**Brano citato**
------------------------------------------------------------

R Recensione

7/10

IlVocifero

Amorte

Ma chi l'ha detto che siamo persone plurali

io e te

rincorreremo qualcosa di unico e singolare

non sapevi - non credevi

che potevamo inventare la terra noi?

Vociferare è dire, parlare molto, spesso a voce alta, narrando cose talvolta incerte, vaghe, mentre “vociferano” anche gli uccelli, quando schiamazzano: c’è un po’ di tutto questo, nel nuovo e istrionico progetto che ha nome IlVocifero. Sentimenti urlati o bisbigliati, concetti confusi dal pathos, sputati verbosamente, col sangue o con le carezze, in una macedonia musicale che esula da ogni confine di genere. Che Amorte sia un prodotto assolutamente fuori dagli schemi, anzitutto per lo scenario italiano, è palpabile fin dai primi ottantadue secondi (Escogitare un dramma fantastico), sforzo tragico di speranza per un amore che forse potrebbe incominciare.

Amorte è, intenzionalmente, uno schiaffo alle categorizzazioni, alle consuetudini, alle gabbie dei cartellini, delle etichette, degli scaffali ordinati per nome e tipologia. Amorte è libero, svincolato e vero, ineffabile, pot-pourri di nature (pop, jazz, blues, rock, prog), di stramberie e tocchi improvvisi. E non poteva essere diversamente con Walter Somà (già compagno di Edda) a tirare i fili, sostenuto da Gionata Mirai (Il Teatro degli orrori), alla chitarra, e da Fabio Capalbo, alla batteria.

------------------------------------------------------------

**Istruzioni da seguire**
Scrivi il seguito della recensione di Amorte di IlVocifero, riprendendo subito dopo l'ultima frase. Il materiale non ha alcun ruolo in questa recensione.

**Materiale mostrato**
------------------------------------------------------------

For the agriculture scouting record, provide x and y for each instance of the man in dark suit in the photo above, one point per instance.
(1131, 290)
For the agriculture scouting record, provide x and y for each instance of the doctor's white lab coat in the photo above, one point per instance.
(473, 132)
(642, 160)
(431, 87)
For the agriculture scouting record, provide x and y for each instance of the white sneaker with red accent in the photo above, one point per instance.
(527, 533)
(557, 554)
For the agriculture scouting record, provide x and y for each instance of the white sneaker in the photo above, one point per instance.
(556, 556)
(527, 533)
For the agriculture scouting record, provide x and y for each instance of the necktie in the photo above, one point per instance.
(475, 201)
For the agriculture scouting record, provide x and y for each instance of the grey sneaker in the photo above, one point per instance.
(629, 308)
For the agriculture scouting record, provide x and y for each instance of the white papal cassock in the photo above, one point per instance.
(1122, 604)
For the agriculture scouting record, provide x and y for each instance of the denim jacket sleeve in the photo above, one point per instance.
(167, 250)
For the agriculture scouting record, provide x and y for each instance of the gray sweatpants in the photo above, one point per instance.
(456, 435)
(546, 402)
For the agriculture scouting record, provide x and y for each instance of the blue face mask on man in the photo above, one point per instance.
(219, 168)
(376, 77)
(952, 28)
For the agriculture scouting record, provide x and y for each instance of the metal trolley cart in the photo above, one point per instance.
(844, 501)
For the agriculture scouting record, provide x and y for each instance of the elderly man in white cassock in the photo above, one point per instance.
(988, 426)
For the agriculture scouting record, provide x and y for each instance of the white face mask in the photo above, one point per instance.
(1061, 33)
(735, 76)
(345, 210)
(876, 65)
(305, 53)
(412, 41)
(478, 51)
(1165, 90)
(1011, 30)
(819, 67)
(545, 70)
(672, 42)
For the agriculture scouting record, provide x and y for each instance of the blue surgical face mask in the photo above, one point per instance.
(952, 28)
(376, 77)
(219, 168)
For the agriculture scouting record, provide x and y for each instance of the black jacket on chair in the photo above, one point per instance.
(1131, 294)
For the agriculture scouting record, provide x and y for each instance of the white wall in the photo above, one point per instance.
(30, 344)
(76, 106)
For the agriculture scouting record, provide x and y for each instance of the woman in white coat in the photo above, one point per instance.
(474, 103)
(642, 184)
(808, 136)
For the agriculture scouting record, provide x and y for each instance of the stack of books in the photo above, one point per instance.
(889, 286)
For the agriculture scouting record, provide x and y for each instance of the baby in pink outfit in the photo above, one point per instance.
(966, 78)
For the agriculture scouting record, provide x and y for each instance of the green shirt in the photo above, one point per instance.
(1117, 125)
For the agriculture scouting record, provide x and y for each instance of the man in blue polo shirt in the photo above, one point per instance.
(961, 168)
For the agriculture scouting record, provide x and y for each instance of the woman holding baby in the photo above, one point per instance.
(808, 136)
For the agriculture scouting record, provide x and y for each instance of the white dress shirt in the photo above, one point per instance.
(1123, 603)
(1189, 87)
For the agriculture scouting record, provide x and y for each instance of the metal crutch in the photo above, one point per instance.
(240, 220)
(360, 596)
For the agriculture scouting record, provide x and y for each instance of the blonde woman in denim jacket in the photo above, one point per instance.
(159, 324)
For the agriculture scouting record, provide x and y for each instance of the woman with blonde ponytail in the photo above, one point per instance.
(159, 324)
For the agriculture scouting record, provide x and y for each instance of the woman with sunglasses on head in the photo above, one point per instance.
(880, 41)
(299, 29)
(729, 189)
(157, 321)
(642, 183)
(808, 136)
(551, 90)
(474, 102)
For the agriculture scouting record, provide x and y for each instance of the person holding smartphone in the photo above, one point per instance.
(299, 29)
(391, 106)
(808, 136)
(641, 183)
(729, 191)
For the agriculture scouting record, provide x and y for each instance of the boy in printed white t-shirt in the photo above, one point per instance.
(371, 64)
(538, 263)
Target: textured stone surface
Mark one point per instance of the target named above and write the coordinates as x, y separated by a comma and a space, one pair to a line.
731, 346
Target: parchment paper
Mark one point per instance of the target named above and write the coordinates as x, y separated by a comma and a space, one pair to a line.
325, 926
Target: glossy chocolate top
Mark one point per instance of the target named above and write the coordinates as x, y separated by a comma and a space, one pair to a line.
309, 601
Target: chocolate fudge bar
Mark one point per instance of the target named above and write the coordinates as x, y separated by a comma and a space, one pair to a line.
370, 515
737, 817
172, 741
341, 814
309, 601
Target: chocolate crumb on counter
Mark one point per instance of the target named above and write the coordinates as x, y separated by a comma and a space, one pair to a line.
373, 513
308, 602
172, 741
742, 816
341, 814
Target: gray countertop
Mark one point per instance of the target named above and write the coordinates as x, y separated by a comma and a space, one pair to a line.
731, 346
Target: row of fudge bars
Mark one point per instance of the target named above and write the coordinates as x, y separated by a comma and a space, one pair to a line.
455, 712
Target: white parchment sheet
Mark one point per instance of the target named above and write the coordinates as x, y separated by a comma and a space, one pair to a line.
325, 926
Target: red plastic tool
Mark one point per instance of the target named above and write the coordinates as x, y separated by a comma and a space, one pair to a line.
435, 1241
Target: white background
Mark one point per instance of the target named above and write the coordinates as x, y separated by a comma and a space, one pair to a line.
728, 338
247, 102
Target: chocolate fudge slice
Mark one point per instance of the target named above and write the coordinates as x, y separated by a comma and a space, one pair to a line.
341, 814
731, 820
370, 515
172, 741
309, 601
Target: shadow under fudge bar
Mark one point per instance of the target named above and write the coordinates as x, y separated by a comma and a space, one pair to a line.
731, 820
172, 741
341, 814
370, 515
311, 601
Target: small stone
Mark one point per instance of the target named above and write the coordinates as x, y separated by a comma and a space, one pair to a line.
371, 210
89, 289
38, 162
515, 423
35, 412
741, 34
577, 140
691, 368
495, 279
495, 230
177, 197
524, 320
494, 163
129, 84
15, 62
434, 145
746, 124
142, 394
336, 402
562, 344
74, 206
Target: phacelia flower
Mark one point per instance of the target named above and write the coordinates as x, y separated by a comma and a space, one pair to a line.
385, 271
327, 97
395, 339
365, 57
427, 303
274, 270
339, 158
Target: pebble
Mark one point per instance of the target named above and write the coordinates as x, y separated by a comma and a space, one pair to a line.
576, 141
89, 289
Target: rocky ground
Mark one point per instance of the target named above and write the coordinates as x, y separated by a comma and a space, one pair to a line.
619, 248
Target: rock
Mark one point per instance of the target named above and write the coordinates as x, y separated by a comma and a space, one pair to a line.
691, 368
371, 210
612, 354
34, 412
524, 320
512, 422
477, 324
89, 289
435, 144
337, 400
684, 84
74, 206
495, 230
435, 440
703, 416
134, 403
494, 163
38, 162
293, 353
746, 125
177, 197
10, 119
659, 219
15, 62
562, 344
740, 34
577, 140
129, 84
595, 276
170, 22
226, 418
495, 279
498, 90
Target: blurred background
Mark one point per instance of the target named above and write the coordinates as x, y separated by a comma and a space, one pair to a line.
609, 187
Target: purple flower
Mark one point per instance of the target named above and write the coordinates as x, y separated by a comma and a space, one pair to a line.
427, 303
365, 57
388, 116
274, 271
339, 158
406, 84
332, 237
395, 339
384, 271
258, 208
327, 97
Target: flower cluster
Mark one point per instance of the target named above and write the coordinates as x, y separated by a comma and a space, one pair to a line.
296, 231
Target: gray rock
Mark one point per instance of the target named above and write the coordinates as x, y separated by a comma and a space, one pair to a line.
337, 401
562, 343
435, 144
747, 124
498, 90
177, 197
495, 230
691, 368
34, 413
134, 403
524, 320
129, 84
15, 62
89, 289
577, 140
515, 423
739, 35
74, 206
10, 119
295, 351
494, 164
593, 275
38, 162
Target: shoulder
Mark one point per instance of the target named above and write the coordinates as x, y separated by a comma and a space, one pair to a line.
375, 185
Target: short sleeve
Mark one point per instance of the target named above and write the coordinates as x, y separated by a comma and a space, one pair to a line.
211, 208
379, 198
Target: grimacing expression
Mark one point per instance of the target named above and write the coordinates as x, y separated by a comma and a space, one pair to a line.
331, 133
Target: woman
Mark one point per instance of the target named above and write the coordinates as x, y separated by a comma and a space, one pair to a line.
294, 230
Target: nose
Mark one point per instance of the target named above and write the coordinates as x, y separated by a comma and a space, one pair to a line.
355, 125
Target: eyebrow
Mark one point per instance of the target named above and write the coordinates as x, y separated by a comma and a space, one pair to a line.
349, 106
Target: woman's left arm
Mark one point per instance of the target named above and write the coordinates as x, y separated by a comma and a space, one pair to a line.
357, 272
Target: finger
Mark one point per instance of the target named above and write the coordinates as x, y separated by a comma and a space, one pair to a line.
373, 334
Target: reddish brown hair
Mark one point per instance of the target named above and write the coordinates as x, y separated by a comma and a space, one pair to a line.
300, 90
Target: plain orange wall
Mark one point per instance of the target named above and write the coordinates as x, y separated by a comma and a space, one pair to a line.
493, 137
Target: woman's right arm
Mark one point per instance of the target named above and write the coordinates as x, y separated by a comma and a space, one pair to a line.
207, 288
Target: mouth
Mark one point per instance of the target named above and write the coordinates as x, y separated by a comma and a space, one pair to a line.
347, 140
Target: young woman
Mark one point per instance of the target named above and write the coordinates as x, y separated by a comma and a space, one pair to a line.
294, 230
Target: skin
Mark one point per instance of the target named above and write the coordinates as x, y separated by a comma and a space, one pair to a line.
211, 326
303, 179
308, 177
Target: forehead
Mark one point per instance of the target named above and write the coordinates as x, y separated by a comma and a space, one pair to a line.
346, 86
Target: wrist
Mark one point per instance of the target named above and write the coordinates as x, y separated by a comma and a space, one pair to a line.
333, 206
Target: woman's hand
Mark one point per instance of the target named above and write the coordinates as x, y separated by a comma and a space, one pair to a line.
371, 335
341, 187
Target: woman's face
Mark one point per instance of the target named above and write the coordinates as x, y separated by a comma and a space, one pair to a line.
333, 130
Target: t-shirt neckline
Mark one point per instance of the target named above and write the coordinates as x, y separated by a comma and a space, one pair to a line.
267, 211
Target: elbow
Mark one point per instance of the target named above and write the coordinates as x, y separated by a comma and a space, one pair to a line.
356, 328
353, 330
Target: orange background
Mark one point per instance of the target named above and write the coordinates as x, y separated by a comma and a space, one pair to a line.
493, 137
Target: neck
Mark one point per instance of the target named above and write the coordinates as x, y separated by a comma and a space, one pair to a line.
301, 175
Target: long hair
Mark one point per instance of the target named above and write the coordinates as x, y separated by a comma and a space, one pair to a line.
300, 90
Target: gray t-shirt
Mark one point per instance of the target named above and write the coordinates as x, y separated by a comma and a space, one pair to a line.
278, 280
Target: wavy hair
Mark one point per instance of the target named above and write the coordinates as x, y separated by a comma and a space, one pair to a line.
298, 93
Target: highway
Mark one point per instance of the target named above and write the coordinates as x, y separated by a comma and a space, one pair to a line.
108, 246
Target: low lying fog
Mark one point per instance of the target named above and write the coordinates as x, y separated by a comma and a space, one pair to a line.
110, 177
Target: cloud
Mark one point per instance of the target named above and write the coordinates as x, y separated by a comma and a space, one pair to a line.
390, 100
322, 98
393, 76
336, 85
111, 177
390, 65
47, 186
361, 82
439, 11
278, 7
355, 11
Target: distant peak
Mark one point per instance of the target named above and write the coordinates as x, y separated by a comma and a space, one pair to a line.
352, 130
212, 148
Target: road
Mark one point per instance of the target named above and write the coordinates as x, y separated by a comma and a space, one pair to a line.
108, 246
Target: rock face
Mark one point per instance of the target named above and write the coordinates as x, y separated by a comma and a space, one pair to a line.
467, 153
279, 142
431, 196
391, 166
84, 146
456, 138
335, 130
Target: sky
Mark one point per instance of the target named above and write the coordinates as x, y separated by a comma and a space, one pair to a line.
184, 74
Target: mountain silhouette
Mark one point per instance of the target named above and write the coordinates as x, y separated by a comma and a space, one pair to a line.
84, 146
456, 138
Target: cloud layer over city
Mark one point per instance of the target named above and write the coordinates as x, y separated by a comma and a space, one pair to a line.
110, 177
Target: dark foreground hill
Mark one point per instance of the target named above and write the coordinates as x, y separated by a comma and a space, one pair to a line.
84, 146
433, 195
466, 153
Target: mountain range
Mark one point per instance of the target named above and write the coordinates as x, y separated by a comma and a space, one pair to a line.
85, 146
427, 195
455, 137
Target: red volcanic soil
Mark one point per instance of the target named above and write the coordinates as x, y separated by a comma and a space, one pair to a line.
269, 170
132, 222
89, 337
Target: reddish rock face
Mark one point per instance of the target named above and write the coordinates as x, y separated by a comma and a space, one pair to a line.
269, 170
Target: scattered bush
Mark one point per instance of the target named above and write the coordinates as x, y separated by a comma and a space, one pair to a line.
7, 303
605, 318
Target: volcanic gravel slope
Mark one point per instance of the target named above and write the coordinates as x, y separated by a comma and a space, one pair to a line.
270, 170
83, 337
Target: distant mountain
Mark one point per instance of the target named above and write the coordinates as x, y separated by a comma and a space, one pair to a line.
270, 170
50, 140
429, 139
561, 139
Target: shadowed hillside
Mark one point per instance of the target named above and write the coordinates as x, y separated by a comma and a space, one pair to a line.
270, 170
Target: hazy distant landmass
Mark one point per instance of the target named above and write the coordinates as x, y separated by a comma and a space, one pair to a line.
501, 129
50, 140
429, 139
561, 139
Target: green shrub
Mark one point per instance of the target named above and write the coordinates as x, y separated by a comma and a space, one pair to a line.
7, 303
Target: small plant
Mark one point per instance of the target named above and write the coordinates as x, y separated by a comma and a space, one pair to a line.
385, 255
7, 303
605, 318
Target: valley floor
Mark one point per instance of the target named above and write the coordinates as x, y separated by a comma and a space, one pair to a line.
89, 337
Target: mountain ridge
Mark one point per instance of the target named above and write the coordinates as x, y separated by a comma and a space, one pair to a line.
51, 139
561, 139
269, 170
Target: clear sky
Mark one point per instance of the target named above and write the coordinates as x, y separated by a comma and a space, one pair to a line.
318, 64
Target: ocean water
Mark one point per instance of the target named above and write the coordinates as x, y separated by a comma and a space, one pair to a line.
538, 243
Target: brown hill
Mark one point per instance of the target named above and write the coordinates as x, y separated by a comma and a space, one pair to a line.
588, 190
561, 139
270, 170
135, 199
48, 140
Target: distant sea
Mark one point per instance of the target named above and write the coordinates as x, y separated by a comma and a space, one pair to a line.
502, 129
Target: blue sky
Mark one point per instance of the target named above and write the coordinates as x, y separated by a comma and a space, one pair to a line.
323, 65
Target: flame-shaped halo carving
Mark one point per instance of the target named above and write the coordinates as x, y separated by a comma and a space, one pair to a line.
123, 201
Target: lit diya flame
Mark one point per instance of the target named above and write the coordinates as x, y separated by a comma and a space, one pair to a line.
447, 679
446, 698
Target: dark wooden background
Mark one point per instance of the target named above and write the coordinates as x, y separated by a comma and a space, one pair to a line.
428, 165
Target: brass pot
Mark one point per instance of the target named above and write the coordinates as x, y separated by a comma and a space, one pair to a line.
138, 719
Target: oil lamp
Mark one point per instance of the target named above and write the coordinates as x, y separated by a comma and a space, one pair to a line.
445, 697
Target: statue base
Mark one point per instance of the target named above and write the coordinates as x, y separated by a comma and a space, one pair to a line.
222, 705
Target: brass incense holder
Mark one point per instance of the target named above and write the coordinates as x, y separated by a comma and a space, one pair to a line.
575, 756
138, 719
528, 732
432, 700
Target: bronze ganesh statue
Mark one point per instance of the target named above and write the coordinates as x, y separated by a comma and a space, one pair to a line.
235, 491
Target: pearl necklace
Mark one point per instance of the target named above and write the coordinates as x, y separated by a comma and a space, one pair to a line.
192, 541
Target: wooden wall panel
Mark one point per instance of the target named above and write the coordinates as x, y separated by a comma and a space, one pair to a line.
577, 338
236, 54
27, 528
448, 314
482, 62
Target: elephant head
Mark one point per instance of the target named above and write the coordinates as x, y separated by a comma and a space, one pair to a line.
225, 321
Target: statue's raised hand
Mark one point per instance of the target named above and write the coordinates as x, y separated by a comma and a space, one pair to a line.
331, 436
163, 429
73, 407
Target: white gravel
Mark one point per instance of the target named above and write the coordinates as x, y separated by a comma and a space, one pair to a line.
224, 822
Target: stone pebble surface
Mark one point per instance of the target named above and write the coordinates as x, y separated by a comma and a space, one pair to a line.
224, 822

------------------------------------------------------------

**Risultato dell'esercizio**
Fratelli, a un tempo stesso, Amore e Morte / ingenerò la sorte”, scrisse Leopardi, calcando il piede sul tema dell’album, e sul bisticcio del titolo. “E adesso mi tocca di affrontar l’amore / Non l’avrei augurato neanche ad un figlio da dio interiore”, esordisce subito Aldo Romano, dal canto potente e costantemente enfatico. Malgrado il disco appaia come qualcosa di appena fatto e confezionato, fresco, la cura ossessiva delle liriche (colme di allitterazioni, rime e assonanze) respinge la tesi dell’estemporaneità. E nonostante dettagli che lasciano pensare all’improvvisazione (voci fuori campo, urletti, puro free jazz, effetti inaspettati, cantato senza norme), nulla c’è di approssimato.

L’amore ha uno strano sapore di morte, l’amore è una malattia”: è il solito pensiero, viscerale, ribadito in uno dei brani migliori (Lucyd), senza respiro, con cambi di tempo, incastro di canto dolce o disperato (notevole l’intervento di Dorina Leka). Le diramazioni elettriche e i discorsi di Romano portano spesso la mente a Capovilla (Il Teatro degli Orrori), come in Blu e Amo, pezzo provvisto anche di fiati penetranti. La ricchezza dei suoni, e della soluzione in apparenza improvvisata, è palese poi ne Il gusto della morte, tra jazz ed archi. O in Scagliàti, con la voce simile al più loquace Pipitone dei Marta sui Tubi.

Aldo Romano strascica spesso le parole, le dilata e le trasforma, incollerito (Alito), secondo lo stile peculiare di Stefano Rampoldi (Edda), che interviene in uno dei momenti più emozionanti e classici del disco (tramite i lamenti in Persona plurale, toccante per temi e divagazioni di piano) e poi in Non nel tempo né nel mondo, delirando in un jazz suonato magistralmente. C’è spazio per percorsi meno singolari e acustici (Andrò via), per rapidi riff energici (Nastro solare), per i violini suadenti (Il mio passo è un sogno).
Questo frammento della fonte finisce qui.